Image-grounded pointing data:
========================

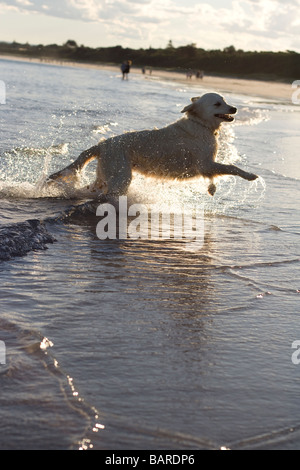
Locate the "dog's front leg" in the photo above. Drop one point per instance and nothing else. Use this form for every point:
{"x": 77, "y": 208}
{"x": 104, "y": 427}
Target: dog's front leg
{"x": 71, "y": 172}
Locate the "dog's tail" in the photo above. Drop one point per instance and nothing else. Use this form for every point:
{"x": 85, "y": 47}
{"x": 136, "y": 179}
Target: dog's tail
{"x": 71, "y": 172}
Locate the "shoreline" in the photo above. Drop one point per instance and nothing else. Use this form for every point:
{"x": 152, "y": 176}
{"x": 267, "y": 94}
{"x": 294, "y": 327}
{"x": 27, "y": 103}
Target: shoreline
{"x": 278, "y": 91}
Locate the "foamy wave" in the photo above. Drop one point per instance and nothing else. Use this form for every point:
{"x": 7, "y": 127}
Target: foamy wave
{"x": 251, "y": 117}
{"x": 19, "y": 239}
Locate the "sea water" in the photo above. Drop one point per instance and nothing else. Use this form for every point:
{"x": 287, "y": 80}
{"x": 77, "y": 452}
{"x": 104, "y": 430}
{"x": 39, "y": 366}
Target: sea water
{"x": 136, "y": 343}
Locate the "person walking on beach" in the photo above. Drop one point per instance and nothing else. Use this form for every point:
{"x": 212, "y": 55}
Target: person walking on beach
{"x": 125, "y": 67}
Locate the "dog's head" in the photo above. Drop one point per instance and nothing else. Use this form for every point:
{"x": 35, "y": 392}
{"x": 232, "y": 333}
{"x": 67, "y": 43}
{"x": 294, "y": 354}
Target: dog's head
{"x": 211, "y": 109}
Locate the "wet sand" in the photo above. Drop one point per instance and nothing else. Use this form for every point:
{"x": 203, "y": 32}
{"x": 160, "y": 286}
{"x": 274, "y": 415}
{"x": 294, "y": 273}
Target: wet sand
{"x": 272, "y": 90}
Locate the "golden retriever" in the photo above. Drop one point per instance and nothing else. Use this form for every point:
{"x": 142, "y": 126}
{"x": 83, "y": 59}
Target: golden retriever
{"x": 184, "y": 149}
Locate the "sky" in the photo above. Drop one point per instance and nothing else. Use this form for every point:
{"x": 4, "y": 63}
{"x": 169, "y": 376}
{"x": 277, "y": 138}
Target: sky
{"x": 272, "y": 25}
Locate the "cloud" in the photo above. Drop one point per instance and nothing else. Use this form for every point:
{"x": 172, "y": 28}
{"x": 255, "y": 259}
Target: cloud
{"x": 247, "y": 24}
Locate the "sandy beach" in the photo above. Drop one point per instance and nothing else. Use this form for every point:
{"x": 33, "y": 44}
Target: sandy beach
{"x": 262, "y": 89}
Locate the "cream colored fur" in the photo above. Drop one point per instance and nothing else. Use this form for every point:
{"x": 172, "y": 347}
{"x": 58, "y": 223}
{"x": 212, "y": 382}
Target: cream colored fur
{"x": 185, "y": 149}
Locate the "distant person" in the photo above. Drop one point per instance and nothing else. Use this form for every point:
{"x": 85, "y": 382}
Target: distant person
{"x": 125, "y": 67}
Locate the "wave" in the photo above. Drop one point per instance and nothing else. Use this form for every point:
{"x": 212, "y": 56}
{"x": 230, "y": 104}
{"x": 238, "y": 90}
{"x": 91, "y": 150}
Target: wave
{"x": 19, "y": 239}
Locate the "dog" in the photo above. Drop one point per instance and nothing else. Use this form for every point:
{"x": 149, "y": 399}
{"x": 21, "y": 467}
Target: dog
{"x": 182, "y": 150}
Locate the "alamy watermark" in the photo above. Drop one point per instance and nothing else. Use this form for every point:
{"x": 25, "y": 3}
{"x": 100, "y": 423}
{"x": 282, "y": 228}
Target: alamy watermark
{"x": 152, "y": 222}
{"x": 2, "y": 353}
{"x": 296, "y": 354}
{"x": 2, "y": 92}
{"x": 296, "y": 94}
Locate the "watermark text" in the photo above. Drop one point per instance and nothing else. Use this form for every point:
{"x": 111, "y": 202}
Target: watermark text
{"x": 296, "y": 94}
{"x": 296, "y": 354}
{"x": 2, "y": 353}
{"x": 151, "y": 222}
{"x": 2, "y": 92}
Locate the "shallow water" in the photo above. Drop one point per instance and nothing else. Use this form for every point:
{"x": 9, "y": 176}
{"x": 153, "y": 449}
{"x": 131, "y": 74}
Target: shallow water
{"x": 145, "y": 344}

========================

● Exercise prompt
All records above should be duplicated exactly, with the pictures omitted.

● Exercise output
Locate the "dog's front leg" in the photo above. Drop one point per instance and nothing else. Use this form for every point:
{"x": 77, "y": 208}
{"x": 104, "y": 427}
Target: dog's front leg
{"x": 71, "y": 172}
Locate the "dog's tail" in the photo above. Drop one point per instance and nothing else. Use this form for every point:
{"x": 85, "y": 47}
{"x": 136, "y": 179}
Target: dog's tail
{"x": 71, "y": 172}
Locate the "shoreline" in the photo above. Drop one point per instance and nothing else. Use this form for every point:
{"x": 152, "y": 176}
{"x": 267, "y": 94}
{"x": 294, "y": 327}
{"x": 27, "y": 103}
Target: shoreline
{"x": 278, "y": 91}
Locate the "foamy wave" in the photo above. Drop one point per instance and nothing else. Use this form for every point:
{"x": 7, "y": 127}
Target: foamy wave
{"x": 251, "y": 117}
{"x": 19, "y": 239}
Locate the "sea water" in the photo above. Drop one point per instance and nothing else. Use this form for every point:
{"x": 287, "y": 80}
{"x": 77, "y": 452}
{"x": 104, "y": 430}
{"x": 39, "y": 366}
Target: sea water
{"x": 136, "y": 343}
Locate the "person walking on beach" in the photo above. Drop one point per instance and nothing else. Use this form for every point:
{"x": 212, "y": 55}
Target: person walking on beach
{"x": 125, "y": 67}
Locate the "dog's head" in the photo above. Drop one point per instance and nothing else. Use this form for every point:
{"x": 35, "y": 392}
{"x": 232, "y": 333}
{"x": 67, "y": 43}
{"x": 294, "y": 354}
Target: dog's head
{"x": 211, "y": 109}
Locate the "wet sand" in the photo above. Drop one point per instance and nothing else. Use this form for every point:
{"x": 203, "y": 32}
{"x": 160, "y": 286}
{"x": 274, "y": 415}
{"x": 294, "y": 273}
Target: wet sand
{"x": 272, "y": 90}
Locate the "golden retriever" in the photo above. Drop one point per instance and nothing else. Use this form for every point:
{"x": 142, "y": 126}
{"x": 83, "y": 59}
Target: golden retriever
{"x": 184, "y": 149}
Locate the "sky" in the photo above. Drop one point per instance and nothing else. Use this form for every point:
{"x": 4, "y": 63}
{"x": 169, "y": 376}
{"x": 277, "y": 138}
Target: sky
{"x": 272, "y": 25}
Locate the "cloud" in the photo above. Drop one point per instance and nothing else. Use this form for every point:
{"x": 172, "y": 28}
{"x": 255, "y": 259}
Target: cloud
{"x": 247, "y": 24}
Locate the "sandy beach" in the photo above. Drop one point per instance and nothing else. Use this form for every point:
{"x": 33, "y": 44}
Target: sandy beach
{"x": 262, "y": 89}
Locate the "cream colored fur" in the photo above. Drop one point per instance and nothing else. Use this form for every point:
{"x": 172, "y": 347}
{"x": 58, "y": 223}
{"x": 212, "y": 382}
Target: cream colored fur
{"x": 185, "y": 149}
Locate the "distant person" in the photo above. Drop one point per instance and nothing else. Use this form for every point:
{"x": 85, "y": 382}
Target: distant person
{"x": 125, "y": 67}
Locate the "wave" in the photo above. Drop one point per instance and nothing else. Use this form for every point:
{"x": 212, "y": 56}
{"x": 230, "y": 104}
{"x": 238, "y": 90}
{"x": 91, "y": 150}
Target: wave
{"x": 19, "y": 239}
Locate the "dog" in the photo above. Drop one point per instance and nothing else. Use this form for every point:
{"x": 149, "y": 399}
{"x": 21, "y": 467}
Target: dog
{"x": 182, "y": 150}
Locate the "alamy watermark" in the photo above. Drop one point per instance and nothing else. Use this form for every point:
{"x": 25, "y": 3}
{"x": 100, "y": 423}
{"x": 282, "y": 228}
Target: alamy watermark
{"x": 152, "y": 222}
{"x": 2, "y": 353}
{"x": 296, "y": 354}
{"x": 2, "y": 92}
{"x": 296, "y": 94}
Locate the "watermark text" in the photo above. Drop one point per instance and nothing else. Use this form for every point:
{"x": 111, "y": 202}
Target: watermark text
{"x": 296, "y": 94}
{"x": 296, "y": 354}
{"x": 2, "y": 353}
{"x": 151, "y": 222}
{"x": 2, "y": 92}
Locate the "shallow water" in the photo above. Drop one point per instance and nothing else. Use this form for every point:
{"x": 9, "y": 176}
{"x": 153, "y": 449}
{"x": 131, "y": 74}
Target: shallow water
{"x": 145, "y": 344}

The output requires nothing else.